Work to do:
Find each line in the data below that contains the string "rubber", matching case exactly, and copy those lines out in full.

Record set:
--- start ---

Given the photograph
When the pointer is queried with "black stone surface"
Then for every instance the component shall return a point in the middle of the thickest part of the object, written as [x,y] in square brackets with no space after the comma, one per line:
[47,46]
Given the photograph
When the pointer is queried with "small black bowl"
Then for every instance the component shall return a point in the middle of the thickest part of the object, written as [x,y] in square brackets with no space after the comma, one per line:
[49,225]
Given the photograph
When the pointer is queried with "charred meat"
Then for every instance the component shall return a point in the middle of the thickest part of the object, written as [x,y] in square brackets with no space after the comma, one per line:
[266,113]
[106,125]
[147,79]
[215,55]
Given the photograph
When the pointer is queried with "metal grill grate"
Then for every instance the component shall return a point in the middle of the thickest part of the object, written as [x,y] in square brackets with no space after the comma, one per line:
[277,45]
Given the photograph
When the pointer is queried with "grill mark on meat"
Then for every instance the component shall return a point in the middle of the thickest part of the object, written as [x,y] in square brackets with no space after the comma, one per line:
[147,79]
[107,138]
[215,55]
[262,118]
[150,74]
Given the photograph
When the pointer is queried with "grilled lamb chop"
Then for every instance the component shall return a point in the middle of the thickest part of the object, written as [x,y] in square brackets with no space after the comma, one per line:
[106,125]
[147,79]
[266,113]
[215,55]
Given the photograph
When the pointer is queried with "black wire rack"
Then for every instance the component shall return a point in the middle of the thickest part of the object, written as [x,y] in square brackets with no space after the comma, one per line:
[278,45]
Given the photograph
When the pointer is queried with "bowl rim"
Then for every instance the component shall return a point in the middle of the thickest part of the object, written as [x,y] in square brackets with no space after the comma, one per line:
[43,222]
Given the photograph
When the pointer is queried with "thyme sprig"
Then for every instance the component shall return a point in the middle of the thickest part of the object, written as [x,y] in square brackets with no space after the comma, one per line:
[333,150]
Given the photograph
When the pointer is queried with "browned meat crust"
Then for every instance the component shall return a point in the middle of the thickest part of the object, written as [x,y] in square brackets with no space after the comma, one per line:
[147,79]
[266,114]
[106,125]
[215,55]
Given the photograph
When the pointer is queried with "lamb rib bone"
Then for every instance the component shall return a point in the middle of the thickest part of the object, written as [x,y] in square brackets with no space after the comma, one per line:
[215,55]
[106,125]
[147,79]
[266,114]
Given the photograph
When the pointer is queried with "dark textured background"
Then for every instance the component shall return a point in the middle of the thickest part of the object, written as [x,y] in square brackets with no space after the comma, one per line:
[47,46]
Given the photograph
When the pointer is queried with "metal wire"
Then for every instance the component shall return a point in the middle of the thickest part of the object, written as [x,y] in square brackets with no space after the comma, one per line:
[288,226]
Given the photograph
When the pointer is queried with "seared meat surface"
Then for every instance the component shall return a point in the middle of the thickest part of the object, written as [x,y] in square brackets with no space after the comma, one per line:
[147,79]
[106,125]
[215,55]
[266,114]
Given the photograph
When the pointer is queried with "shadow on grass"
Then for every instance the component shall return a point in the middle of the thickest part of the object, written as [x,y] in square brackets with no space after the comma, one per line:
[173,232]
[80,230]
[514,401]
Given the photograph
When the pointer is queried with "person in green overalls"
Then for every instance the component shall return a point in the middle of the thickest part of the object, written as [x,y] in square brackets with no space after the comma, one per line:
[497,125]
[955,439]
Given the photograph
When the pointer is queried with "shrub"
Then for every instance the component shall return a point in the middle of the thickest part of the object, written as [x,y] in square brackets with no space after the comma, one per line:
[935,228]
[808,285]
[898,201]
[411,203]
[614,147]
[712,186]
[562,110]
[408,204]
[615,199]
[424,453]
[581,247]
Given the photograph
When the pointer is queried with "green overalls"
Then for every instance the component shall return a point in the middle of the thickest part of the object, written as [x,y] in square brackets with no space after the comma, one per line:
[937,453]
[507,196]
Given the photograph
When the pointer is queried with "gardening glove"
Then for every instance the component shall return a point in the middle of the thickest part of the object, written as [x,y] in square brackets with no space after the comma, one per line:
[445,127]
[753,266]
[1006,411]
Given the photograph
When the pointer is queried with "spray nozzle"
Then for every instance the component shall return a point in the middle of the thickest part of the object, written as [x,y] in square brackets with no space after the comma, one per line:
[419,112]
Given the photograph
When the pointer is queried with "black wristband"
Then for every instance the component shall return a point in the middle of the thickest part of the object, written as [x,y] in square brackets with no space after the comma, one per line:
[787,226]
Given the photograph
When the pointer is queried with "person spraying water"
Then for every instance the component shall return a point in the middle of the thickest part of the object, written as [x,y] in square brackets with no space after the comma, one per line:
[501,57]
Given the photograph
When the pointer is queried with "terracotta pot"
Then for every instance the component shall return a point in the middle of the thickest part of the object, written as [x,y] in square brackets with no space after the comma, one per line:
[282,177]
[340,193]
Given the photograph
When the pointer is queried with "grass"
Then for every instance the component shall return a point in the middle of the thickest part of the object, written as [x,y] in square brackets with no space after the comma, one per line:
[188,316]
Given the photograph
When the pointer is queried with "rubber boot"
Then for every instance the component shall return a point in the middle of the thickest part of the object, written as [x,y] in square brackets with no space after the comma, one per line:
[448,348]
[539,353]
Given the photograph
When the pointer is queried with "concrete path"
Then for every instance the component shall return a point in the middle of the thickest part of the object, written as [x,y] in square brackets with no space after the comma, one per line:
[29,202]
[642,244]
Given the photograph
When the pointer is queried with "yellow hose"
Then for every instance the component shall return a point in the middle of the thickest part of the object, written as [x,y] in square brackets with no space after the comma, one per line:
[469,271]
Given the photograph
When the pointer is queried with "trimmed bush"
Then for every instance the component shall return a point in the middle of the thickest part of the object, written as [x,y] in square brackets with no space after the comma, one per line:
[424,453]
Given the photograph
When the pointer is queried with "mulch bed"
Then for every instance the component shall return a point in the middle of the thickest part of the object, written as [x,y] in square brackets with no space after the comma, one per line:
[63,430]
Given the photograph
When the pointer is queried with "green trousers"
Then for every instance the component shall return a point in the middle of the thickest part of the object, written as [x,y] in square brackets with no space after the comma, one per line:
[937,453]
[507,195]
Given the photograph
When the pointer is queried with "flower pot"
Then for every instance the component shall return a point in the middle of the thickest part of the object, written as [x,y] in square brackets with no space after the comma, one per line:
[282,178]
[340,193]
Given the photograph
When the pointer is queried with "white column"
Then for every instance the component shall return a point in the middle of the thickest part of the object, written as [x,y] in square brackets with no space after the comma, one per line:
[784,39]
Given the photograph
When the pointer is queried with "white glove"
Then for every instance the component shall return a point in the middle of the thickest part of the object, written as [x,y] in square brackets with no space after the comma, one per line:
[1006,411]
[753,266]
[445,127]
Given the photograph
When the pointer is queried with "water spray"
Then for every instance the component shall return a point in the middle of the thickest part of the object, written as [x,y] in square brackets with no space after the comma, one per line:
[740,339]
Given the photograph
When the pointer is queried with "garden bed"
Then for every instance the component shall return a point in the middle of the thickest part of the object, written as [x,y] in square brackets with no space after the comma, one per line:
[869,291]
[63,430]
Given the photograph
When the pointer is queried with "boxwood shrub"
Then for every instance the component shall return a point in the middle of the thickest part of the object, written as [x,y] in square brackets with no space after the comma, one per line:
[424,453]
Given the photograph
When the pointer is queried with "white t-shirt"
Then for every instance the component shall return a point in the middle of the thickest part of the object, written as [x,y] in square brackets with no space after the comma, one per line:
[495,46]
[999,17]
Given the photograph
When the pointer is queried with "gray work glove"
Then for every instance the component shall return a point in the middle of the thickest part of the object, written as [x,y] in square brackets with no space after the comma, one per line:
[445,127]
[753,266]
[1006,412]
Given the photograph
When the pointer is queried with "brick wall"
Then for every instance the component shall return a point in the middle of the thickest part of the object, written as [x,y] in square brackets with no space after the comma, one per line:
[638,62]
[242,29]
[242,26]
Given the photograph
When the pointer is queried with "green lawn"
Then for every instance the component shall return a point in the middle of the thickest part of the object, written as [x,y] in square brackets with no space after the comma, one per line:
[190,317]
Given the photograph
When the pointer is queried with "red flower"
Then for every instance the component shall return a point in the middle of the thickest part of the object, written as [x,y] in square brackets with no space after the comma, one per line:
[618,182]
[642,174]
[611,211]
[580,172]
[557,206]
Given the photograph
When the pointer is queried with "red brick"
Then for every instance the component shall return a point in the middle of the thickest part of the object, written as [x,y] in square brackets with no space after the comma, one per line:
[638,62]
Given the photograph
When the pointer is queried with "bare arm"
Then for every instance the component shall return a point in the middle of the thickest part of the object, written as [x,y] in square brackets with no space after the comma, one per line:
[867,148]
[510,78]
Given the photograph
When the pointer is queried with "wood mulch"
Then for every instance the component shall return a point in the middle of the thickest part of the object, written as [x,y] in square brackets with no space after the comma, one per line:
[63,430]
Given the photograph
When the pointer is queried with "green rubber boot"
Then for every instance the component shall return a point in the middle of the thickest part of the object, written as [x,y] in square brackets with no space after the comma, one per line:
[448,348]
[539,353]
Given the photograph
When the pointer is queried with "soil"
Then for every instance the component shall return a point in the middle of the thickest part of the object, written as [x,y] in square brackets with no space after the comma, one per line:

--- end ---

Output for this task:
When the pointer is queried with "rubber boot"
When the pointer is queried with "green rubber boot"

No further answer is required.